#### BRIEF:
Write every entry out again, exactly as given.
[Opening DATA section]
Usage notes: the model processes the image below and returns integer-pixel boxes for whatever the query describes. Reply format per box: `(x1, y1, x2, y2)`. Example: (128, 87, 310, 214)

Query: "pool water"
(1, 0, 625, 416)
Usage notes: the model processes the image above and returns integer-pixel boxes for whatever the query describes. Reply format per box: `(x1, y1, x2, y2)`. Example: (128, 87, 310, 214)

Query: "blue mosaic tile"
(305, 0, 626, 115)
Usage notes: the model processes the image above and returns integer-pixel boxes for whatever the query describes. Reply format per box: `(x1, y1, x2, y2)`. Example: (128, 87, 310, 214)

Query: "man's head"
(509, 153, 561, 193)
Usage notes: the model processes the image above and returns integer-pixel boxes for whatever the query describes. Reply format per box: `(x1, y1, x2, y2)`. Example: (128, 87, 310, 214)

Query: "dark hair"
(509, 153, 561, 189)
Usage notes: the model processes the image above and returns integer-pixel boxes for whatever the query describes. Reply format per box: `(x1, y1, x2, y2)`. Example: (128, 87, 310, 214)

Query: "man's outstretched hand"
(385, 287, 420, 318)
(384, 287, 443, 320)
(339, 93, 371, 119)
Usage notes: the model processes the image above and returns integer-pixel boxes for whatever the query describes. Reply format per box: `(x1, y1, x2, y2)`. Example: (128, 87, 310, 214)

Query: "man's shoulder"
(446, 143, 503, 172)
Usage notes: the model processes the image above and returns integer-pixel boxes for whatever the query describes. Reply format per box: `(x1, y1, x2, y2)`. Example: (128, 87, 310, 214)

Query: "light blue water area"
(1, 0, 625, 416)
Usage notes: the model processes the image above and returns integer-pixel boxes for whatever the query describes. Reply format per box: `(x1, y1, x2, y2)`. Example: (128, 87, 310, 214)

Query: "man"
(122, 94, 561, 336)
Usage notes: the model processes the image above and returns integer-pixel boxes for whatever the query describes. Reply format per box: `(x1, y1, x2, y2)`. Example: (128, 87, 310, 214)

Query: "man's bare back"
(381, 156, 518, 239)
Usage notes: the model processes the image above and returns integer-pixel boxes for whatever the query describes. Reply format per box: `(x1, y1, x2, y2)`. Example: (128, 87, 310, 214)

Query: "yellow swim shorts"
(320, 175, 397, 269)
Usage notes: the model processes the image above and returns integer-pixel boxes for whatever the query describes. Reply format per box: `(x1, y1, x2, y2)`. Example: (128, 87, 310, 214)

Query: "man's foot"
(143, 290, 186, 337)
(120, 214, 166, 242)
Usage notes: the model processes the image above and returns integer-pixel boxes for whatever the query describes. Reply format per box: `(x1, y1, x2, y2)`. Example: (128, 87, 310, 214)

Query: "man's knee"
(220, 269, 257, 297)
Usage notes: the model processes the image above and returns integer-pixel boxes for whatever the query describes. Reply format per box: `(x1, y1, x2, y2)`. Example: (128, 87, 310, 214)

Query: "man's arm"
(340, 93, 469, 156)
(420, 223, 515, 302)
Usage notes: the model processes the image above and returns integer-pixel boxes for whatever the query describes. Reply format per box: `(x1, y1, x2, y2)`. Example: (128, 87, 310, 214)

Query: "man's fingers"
[Closing DATA section]
#### ANSWER:
Usage notes: the model processes the image below and returns integer-pixel boxes for whatever the query describes. Reply format per box: `(x1, y1, x2, y2)`. Example: (128, 87, 310, 214)

Query: "pool water"
(1, 0, 625, 416)
Usage notes: the model processes the image above and returns integer-pixel boxes for whatever the query describes. Reply format per box: `(x1, y1, x2, y2)`. Example: (128, 87, 310, 214)

Query: "blue mosaic tile"
(305, 0, 626, 115)
Usage notes: the model processes the image above and returns integer-pixel boxes for whatever the query describes. Reply format per box: `(x1, y1, x2, y2)`. Example: (128, 87, 310, 214)

Query: "man's head"
(509, 153, 561, 193)
Usage notes: the model processes the image above and returns integer-pixel boxes for whatever the query describes. Reply format per box: `(x1, y1, x2, y2)`. Example: (128, 87, 310, 214)

Query: "dark hair"
(509, 153, 561, 189)
Usage notes: the model processes the image above and returns integer-pixel boxes for whatever the query describes. Reply format per box: `(x1, y1, x2, y2)`. Example: (128, 87, 310, 214)

Query: "man's outstretched hand"
(385, 287, 420, 318)
(384, 287, 443, 320)
(339, 93, 371, 119)
Usage notes: the model processes the image above and returns integer-pixel boxes for whatever the query describes. Reply format per box: `(x1, y1, x2, y2)`. Example: (128, 87, 310, 214)

Query: "man's shoulder"
(446, 143, 503, 172)
Usage notes: the model processes the image above and returns integer-pixel boxes for whatever the query describes. Reply format per box: `(x1, y1, x2, y2)`. Example: (128, 87, 310, 214)

Query: "light blue water area"
(1, 0, 625, 416)
Usage notes: the model processes the image above and returns integer-pixel boxes for whatever the query describes. Reply format per box: `(x1, y1, x2, y2)`. Example: (128, 87, 310, 214)

Query: "man"
(122, 94, 561, 336)
Usage notes: the model processes the image above and returns integer-pixel boxes for whatever the query describes. Reply format per box: `(x1, y1, x2, y2)`. Example: (128, 87, 310, 214)

Query: "man's bare back"
(381, 156, 518, 239)
Usage notes: the model processes the image above and returns integer-pixel boxes for whatever the query describes. Reply format per box: `(x1, y1, x2, y2)`. Example: (128, 87, 310, 214)

Query: "yellow swim shorts"
(320, 175, 397, 269)
Usage notes: the model processes the image above and returns integer-pixel boxes for whatever the query describes. Reply format per box: `(x1, y1, x2, y2)`. Example: (128, 87, 310, 214)

Query: "man's foot"
(143, 290, 186, 337)
(120, 214, 166, 242)
Usage notes: the model processes the image above and returns integer-pixel boxes for whatever the query describes. Reply format per box: `(x1, y1, x2, y2)`. Example: (128, 87, 310, 214)

Query: "man's knee"
(220, 269, 257, 297)
Usage notes: the model processes the image above and returns integer-pixel boxes for whatever the query describes. Reply format per box: `(x1, y1, x2, y2)`. Example: (128, 87, 310, 214)

Query: "man's arm"
(340, 93, 469, 156)
(420, 223, 515, 302)
Usage notes: the model processes the image above and returns integer-pixel boxes for whatever the query describes. Reply format per box: `(x1, y1, x2, y2)`. Example: (128, 87, 310, 214)

Query: "man's fingers"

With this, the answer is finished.